* **What is needed**
Reproduce the rows below unchanged, beginning with the line that contains "Note: in this drill the class marks the reflection" and continuing through the last row.

========

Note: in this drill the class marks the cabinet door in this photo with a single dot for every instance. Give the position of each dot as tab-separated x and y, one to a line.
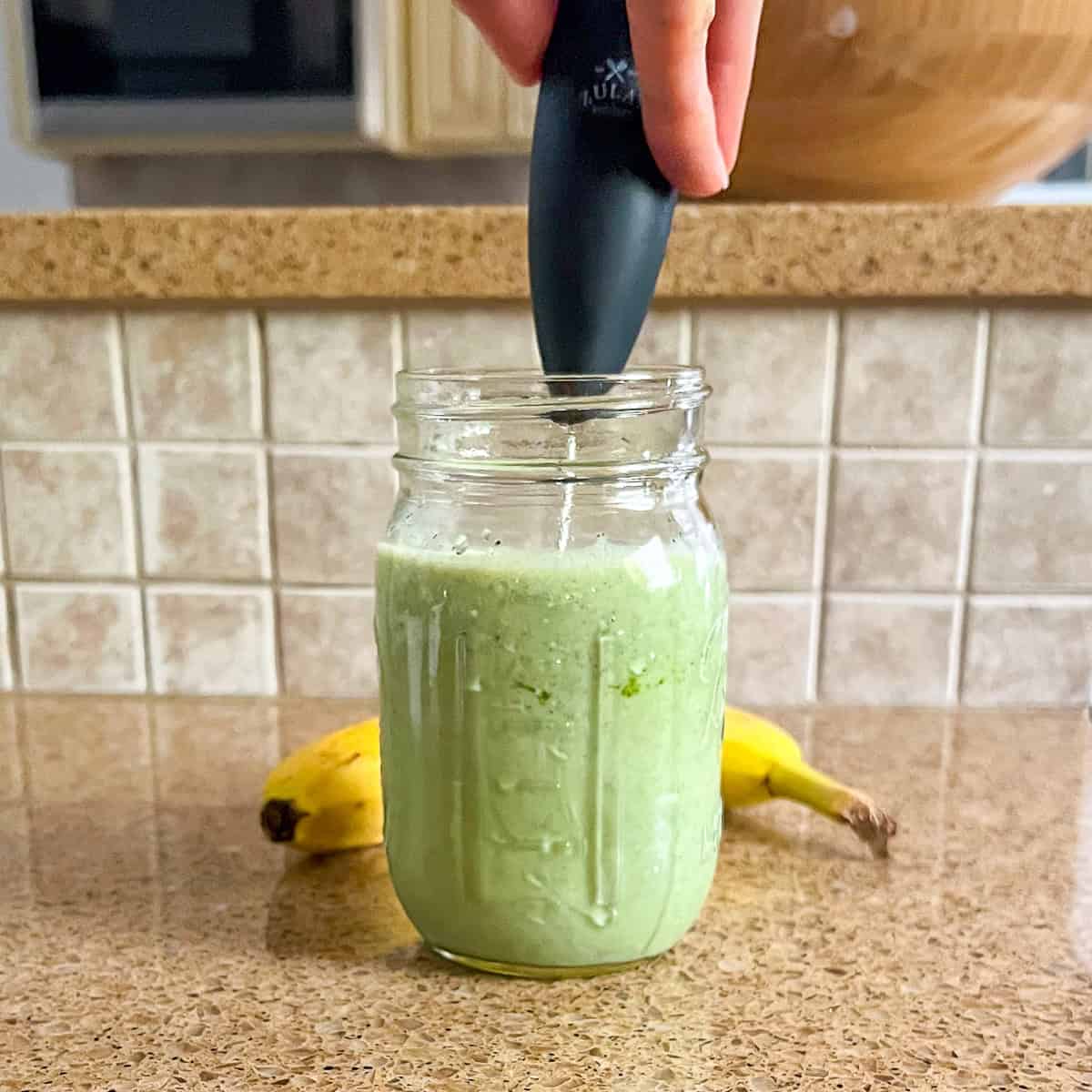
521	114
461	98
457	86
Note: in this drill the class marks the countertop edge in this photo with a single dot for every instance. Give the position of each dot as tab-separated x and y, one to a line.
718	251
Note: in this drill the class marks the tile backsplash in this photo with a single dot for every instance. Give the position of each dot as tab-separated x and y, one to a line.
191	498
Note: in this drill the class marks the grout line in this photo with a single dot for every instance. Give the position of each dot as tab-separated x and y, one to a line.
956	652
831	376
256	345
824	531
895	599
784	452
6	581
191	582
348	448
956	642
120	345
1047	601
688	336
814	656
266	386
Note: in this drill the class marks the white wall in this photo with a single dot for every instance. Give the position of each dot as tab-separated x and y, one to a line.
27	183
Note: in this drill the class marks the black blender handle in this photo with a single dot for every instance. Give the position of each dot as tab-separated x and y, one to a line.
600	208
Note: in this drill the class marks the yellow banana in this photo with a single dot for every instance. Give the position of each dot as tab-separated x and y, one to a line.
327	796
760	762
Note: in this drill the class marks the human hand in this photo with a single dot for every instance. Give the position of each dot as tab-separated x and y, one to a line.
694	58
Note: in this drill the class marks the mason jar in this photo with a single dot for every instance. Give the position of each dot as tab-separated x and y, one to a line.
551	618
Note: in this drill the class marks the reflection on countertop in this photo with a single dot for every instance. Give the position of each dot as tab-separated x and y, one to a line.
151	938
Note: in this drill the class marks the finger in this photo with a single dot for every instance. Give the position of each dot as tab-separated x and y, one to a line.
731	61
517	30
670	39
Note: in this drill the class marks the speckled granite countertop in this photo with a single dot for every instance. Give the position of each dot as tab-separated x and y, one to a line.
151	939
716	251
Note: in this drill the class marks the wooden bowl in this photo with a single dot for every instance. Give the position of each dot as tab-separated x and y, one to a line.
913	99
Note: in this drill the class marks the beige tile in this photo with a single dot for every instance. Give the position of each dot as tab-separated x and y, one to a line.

========

* **Answer**
Note: in this drill the class marks the reflection on countertop in this photo with a single dot for every instance. Give the position of each dot as tab-separated x and y, one to a line.
151	938
Note: in this drill the class marks the finger in this photo with a single dot for every instance. Give the position of each dot as tab-separated x and y, one to a line.
731	61
517	30
670	39
Note: in this drill the class marks the speckled granite countertop in this photo with a single dot for every instance. Give the position of each dot as tab-separated x and y, one to a line.
151	939
716	251
Note: in this drill the class marks the wooden bowl in this photo with a single dot for every instance. Give the position of each dot as tab-separated x and y, one to a line.
913	99
Note: in this drill the class marks the beige tile in this photo with a single dot for every instance. Give the position of each dot as tab-separated x and y, one to a line.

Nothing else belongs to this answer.